→ **What the task requires**:
Reproduce the material below line for line, leaving out the pictures.

Coordinate annotation entries:
__________
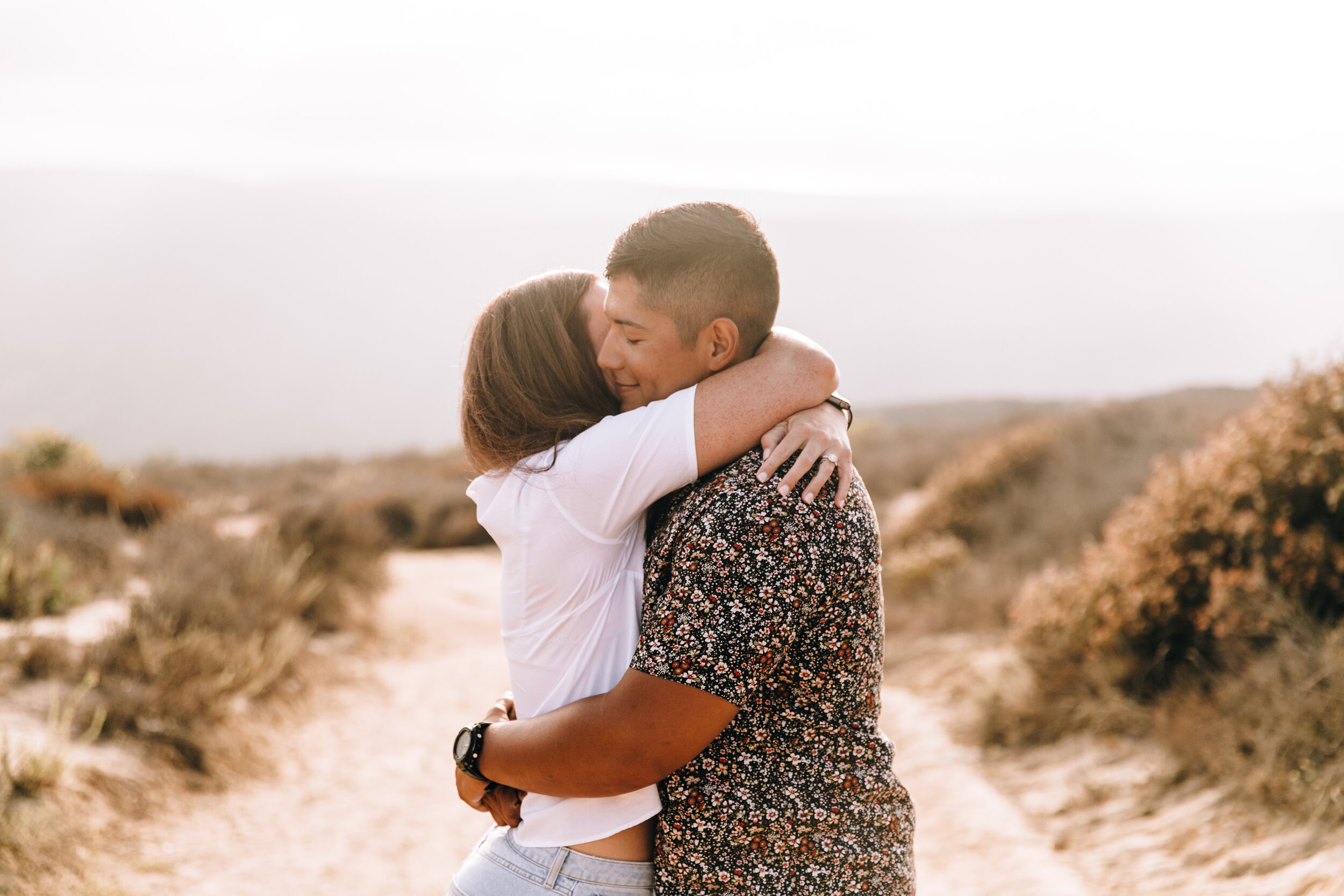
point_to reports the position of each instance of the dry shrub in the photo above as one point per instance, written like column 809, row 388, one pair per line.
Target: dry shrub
column 899, row 448
column 84, row 551
column 34, row 583
column 97, row 493
column 46, row 657
column 416, row 500
column 956, row 492
column 1217, row 591
column 39, row 848
column 227, row 621
column 1034, row 493
column 1276, row 726
column 222, row 621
__________
→ **Written answer**:
point_to reports the position of each instance of the dry shrub in the photo above as one point per instance, written like column 809, row 388, one pair per line.
Target: dry shrub
column 899, row 448
column 84, row 551
column 34, row 583
column 97, row 493
column 46, row 657
column 416, row 500
column 956, row 492
column 1217, row 591
column 39, row 848
column 227, row 621
column 1034, row 493
column 1276, row 726
column 222, row 621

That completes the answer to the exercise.